WHAT THE TASK ASKS - Gather every line of the records below that contains the string "electrical", reproducing each one in full. Treat case as significant.

PROVIDED DATA -
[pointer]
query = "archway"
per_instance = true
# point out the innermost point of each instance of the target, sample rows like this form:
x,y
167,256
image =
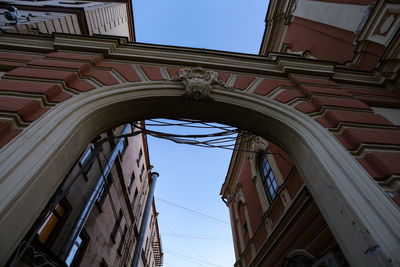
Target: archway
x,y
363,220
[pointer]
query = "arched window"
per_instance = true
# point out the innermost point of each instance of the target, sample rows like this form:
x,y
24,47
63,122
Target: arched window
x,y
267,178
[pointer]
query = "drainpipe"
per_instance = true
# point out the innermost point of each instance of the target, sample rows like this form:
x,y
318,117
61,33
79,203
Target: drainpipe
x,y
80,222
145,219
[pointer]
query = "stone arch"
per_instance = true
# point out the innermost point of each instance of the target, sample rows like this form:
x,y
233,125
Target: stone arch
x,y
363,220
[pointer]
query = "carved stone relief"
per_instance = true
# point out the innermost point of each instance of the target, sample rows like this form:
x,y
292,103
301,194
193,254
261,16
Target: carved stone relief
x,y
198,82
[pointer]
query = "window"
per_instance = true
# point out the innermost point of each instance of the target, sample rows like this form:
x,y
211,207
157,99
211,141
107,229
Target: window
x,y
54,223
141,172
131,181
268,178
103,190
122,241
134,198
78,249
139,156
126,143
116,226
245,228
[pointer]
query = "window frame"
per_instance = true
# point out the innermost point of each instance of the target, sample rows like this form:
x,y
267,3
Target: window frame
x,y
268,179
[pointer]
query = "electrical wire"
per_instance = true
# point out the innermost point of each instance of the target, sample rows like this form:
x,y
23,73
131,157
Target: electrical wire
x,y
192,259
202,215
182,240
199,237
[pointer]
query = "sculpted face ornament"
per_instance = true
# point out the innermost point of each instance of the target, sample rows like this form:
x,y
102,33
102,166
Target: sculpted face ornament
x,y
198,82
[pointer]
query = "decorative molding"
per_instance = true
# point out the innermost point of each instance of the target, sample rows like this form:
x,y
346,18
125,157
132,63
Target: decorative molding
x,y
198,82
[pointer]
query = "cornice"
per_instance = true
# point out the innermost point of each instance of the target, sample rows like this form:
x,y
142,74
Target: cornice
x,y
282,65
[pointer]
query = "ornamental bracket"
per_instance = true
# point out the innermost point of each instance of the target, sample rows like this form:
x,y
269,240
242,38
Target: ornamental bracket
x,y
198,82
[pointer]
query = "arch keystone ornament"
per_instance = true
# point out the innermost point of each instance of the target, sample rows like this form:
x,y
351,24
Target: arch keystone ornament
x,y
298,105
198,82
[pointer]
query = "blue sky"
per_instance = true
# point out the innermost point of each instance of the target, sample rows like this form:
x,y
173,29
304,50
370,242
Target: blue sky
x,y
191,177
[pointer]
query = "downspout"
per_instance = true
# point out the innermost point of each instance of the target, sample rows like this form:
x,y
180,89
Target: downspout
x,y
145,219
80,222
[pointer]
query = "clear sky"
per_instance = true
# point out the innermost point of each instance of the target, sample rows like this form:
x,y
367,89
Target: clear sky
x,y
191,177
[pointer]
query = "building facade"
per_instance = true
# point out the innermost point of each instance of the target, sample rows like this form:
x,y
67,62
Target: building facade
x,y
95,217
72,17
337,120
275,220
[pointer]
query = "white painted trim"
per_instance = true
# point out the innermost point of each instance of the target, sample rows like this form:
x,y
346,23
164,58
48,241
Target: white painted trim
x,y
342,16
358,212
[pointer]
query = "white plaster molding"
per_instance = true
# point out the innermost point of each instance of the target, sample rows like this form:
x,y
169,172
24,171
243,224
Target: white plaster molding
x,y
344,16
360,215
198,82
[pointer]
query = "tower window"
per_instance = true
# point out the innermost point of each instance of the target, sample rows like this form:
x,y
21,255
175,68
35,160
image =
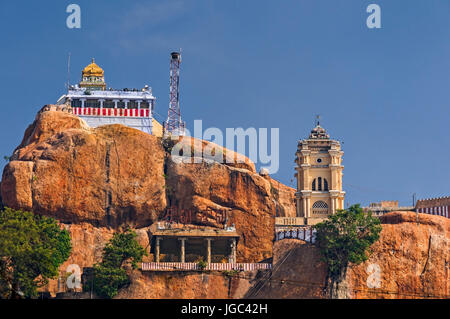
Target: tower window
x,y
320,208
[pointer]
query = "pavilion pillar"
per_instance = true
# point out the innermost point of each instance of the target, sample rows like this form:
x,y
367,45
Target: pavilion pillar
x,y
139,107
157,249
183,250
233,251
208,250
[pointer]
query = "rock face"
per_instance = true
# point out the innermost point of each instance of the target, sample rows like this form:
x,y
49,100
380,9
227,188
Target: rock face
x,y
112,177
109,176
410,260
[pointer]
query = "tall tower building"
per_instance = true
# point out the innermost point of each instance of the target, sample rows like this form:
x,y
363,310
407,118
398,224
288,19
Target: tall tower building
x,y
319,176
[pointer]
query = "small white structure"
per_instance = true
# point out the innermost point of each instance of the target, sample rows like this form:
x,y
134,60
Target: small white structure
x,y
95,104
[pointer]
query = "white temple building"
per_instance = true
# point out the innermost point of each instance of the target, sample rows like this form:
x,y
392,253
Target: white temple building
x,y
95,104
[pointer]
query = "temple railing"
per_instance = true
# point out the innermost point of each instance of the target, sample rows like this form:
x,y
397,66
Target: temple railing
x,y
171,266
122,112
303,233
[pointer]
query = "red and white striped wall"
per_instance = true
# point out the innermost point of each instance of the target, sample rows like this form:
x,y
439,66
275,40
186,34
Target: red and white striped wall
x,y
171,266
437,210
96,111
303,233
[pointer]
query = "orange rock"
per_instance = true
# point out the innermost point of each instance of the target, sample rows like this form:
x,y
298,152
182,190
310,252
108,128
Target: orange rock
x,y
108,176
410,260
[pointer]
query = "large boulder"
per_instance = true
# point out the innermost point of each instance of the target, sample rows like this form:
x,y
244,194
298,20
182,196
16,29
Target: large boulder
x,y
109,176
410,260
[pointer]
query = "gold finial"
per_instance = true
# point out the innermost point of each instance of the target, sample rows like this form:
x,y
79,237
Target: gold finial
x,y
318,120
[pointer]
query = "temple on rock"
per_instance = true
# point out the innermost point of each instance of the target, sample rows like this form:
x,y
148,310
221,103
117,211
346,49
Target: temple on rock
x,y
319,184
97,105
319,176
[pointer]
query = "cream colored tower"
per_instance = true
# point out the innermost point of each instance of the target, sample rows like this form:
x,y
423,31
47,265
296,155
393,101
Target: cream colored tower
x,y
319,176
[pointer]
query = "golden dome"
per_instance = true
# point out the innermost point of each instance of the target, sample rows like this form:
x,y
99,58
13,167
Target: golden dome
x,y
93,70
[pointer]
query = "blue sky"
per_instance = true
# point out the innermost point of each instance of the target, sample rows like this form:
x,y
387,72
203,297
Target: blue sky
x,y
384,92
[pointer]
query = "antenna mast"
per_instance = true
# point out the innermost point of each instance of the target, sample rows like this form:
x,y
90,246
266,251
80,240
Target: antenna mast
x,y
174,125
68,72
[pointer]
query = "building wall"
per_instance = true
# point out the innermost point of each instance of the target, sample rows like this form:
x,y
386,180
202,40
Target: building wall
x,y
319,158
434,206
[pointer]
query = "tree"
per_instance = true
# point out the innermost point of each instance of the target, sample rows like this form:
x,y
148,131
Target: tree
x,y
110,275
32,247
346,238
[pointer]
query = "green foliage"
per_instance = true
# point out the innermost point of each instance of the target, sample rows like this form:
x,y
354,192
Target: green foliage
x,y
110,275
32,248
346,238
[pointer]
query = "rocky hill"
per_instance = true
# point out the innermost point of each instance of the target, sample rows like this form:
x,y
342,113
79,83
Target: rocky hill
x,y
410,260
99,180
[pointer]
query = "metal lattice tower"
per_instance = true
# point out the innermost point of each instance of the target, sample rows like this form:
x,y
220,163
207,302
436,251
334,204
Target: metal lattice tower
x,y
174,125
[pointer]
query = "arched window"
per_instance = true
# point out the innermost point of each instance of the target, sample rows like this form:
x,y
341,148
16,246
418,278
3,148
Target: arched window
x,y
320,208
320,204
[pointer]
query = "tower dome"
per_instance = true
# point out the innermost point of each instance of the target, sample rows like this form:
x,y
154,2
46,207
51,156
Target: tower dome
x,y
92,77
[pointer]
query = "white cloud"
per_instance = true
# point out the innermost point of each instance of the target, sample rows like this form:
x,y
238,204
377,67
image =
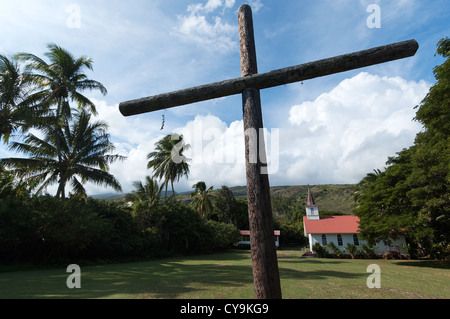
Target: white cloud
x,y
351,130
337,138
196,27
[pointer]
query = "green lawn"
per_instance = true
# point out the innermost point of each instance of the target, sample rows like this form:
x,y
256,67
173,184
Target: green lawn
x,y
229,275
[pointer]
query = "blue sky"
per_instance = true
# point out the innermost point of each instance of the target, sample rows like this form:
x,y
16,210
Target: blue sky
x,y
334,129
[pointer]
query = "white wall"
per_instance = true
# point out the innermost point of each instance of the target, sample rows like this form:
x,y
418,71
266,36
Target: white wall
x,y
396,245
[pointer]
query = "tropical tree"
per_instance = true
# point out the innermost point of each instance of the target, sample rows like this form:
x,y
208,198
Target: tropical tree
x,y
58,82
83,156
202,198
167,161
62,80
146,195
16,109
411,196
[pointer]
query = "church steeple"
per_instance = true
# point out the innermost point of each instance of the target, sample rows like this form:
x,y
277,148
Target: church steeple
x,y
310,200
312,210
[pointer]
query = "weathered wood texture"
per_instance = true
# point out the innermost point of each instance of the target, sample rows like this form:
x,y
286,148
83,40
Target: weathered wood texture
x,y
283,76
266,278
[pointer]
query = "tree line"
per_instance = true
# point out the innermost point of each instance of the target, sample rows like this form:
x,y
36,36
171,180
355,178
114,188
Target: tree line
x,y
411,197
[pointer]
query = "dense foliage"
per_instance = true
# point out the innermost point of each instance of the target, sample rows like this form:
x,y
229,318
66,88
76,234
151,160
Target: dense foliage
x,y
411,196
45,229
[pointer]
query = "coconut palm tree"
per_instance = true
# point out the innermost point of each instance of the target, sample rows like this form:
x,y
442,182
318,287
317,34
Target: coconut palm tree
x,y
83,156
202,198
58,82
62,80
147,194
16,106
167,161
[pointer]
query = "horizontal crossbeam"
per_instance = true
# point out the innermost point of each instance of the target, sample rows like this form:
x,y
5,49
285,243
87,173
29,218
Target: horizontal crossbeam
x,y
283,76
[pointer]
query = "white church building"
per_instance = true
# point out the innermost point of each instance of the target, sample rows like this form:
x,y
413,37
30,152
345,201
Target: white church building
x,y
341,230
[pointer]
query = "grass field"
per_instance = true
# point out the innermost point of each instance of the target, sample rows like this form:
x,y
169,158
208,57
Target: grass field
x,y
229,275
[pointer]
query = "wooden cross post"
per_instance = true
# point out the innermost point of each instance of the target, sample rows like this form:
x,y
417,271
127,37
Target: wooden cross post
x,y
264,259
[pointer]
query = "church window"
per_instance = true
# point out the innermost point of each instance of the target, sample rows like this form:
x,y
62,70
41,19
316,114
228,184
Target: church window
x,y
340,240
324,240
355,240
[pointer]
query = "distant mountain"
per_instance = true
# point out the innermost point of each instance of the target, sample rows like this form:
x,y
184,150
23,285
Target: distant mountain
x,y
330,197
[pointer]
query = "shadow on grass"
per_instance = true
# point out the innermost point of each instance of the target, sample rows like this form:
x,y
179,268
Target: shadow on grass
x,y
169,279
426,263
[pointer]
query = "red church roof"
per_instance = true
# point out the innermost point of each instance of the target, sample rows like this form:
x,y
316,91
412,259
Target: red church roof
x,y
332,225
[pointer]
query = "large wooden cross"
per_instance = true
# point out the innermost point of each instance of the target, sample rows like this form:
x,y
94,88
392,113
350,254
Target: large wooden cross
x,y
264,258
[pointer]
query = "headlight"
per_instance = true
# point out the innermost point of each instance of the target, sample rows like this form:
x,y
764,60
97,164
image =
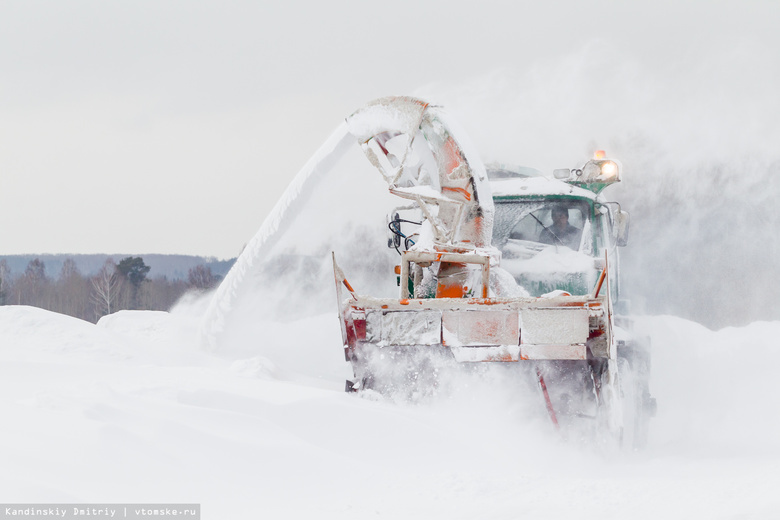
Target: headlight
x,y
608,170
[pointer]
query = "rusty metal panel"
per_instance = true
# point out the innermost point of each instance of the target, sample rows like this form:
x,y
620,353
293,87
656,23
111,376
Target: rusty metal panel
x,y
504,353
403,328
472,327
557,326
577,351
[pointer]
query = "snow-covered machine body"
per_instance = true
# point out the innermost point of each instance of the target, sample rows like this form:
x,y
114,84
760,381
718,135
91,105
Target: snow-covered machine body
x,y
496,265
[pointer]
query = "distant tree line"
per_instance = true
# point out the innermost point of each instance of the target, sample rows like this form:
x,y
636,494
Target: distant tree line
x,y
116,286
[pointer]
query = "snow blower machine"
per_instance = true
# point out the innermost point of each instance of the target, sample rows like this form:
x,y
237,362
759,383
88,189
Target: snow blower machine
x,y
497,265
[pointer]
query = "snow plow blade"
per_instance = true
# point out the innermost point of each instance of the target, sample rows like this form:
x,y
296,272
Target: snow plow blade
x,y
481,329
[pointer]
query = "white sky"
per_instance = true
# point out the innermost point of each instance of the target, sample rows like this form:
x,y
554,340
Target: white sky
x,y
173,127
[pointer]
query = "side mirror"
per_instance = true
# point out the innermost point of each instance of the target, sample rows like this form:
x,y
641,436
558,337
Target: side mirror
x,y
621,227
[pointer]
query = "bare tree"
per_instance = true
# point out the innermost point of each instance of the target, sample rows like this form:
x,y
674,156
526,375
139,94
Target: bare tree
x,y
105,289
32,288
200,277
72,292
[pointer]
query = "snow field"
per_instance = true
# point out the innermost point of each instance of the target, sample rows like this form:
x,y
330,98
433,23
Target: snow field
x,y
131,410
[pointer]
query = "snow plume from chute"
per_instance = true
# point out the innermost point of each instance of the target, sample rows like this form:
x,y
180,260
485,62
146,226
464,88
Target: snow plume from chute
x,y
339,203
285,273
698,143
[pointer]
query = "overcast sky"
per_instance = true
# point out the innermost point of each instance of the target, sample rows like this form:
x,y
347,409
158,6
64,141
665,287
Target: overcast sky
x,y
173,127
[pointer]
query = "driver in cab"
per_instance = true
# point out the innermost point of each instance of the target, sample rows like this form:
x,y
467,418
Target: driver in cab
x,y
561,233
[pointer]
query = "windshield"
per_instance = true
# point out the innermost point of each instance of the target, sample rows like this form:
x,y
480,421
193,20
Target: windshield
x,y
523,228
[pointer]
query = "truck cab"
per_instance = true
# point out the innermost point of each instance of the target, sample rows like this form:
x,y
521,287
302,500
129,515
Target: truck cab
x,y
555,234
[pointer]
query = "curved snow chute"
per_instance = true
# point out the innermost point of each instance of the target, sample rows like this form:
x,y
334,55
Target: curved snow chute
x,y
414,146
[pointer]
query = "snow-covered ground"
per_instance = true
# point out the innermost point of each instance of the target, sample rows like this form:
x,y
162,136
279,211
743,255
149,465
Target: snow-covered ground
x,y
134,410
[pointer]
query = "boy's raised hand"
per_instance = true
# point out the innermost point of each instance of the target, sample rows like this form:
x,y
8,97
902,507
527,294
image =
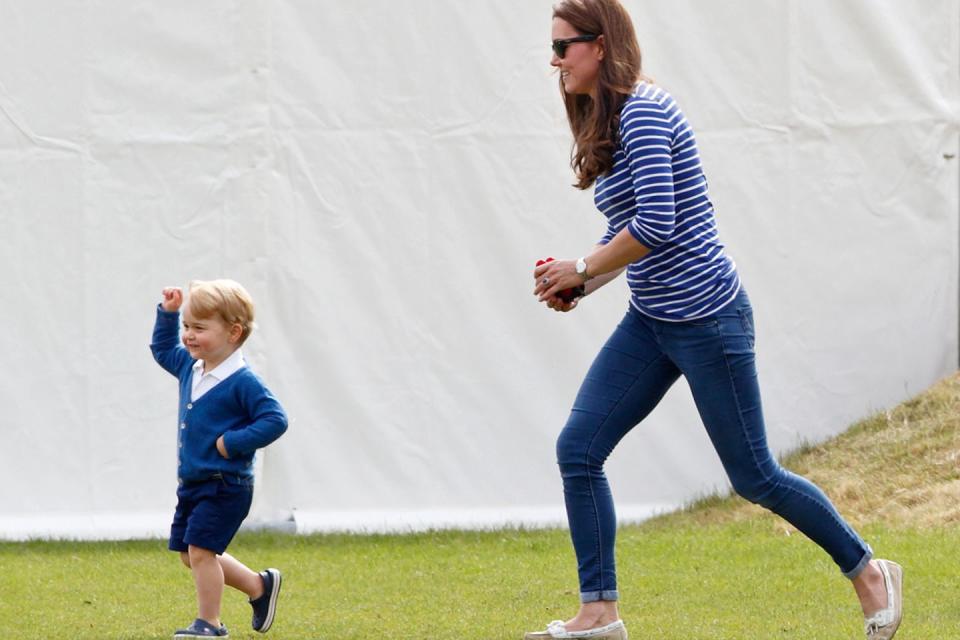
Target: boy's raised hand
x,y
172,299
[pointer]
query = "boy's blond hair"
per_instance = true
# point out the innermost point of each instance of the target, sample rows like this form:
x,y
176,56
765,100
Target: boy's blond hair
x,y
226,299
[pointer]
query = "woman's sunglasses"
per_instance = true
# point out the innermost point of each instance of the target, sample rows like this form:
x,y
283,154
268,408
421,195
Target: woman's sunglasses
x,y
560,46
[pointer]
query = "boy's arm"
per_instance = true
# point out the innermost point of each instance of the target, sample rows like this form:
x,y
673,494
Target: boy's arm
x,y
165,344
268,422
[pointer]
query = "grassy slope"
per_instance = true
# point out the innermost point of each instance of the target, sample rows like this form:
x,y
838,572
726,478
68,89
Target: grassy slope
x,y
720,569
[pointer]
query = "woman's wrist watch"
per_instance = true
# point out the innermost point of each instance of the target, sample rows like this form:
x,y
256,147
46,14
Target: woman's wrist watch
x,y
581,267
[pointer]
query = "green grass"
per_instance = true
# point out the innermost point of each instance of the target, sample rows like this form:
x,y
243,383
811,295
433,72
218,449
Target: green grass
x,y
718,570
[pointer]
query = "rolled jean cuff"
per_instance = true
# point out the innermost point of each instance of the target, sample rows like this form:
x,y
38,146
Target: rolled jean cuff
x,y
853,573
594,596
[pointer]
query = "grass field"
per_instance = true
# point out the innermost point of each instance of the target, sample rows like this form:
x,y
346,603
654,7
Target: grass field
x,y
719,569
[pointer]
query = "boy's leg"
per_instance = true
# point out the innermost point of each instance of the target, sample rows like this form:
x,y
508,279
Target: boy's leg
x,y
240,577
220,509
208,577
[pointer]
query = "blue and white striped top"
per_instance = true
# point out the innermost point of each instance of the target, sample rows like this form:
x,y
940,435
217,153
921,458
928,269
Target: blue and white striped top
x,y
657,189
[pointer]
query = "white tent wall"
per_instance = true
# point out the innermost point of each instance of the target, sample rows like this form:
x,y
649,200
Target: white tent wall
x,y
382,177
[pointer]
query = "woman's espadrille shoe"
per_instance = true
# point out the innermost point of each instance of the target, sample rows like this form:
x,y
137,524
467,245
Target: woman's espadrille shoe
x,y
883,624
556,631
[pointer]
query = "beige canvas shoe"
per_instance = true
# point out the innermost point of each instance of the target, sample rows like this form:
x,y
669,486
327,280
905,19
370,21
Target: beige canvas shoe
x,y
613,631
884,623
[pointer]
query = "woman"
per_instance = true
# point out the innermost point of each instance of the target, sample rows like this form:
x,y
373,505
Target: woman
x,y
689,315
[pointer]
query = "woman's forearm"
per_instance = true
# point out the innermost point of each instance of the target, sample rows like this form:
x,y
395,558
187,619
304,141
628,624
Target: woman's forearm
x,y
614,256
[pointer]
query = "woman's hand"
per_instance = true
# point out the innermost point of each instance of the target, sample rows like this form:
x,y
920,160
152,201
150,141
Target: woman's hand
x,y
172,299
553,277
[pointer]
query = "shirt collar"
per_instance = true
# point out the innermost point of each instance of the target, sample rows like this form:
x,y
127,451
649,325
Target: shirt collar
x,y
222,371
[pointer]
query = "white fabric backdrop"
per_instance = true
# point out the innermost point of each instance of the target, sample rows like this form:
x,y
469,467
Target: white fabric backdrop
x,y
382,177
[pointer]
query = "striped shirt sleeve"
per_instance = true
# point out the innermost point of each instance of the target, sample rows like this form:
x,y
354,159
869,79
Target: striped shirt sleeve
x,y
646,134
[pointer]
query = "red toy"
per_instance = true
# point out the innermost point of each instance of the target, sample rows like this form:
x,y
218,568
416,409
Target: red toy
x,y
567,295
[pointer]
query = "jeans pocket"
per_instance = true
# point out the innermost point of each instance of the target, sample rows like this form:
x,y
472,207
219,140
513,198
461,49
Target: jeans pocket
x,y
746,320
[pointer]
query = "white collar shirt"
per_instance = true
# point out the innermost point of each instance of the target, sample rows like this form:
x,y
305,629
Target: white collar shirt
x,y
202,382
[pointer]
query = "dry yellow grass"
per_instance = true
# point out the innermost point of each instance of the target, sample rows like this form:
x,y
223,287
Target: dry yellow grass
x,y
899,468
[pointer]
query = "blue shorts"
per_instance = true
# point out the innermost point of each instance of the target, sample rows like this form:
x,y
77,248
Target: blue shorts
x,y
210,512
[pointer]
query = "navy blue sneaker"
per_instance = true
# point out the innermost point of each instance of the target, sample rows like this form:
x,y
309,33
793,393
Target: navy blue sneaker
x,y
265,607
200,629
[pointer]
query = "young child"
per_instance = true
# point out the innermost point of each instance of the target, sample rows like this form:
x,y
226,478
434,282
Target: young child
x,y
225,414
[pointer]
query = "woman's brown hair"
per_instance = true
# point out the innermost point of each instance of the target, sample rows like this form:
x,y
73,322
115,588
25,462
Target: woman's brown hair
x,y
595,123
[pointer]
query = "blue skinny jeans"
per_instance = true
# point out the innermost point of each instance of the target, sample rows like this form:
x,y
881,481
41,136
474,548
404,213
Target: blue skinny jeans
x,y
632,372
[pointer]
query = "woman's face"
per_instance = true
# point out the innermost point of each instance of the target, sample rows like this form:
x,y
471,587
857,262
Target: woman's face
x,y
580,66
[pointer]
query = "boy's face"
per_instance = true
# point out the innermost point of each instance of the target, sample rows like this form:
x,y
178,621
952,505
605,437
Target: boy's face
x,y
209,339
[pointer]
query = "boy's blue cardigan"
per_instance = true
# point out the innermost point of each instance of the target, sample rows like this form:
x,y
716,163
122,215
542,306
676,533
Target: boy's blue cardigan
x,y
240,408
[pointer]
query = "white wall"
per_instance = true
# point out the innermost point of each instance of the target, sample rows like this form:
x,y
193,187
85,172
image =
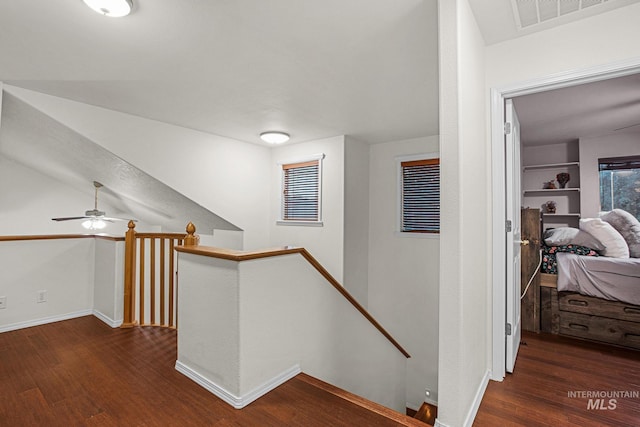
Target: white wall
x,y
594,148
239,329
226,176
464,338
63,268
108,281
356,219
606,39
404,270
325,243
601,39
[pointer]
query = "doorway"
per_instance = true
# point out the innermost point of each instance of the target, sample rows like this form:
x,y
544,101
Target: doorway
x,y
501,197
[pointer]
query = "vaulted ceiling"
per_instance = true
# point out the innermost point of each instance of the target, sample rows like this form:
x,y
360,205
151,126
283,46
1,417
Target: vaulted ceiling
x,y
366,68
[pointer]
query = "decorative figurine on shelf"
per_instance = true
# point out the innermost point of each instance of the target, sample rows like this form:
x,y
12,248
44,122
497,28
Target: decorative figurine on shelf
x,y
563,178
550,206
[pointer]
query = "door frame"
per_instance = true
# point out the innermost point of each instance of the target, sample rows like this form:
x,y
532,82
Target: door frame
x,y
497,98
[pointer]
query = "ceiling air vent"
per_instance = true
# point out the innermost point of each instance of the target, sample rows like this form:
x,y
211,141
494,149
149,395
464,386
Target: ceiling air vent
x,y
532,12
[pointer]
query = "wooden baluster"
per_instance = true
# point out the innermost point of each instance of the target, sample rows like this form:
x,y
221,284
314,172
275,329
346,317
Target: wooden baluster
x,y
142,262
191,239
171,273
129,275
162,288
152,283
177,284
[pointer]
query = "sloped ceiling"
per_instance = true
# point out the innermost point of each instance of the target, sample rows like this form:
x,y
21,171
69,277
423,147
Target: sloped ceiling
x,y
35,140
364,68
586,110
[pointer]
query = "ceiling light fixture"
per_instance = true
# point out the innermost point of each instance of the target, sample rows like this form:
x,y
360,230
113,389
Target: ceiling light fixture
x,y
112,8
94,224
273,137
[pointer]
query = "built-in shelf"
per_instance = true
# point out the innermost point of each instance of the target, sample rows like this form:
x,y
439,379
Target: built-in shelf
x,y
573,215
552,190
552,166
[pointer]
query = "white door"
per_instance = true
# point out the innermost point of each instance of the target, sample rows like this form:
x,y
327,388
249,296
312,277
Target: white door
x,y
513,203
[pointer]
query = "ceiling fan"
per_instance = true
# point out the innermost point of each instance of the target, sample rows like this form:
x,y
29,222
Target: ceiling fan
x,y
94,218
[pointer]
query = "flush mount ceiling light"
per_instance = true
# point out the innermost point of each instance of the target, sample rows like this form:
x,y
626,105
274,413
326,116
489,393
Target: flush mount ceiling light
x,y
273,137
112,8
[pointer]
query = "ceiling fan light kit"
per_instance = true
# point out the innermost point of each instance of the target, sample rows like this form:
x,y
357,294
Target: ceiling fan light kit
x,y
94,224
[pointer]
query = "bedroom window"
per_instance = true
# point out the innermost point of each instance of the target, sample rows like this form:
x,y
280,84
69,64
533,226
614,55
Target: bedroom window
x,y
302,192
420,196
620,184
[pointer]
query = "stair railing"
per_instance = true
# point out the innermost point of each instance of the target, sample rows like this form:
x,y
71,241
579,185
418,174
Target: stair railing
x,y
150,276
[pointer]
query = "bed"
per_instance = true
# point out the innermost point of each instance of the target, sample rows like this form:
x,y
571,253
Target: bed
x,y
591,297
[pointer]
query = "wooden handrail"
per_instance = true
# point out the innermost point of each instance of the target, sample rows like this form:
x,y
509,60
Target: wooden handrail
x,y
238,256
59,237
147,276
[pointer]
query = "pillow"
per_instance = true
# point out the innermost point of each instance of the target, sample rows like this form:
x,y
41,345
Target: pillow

WRITTEN SOLUTION -
query = "electrical wire"
Target: electrical wire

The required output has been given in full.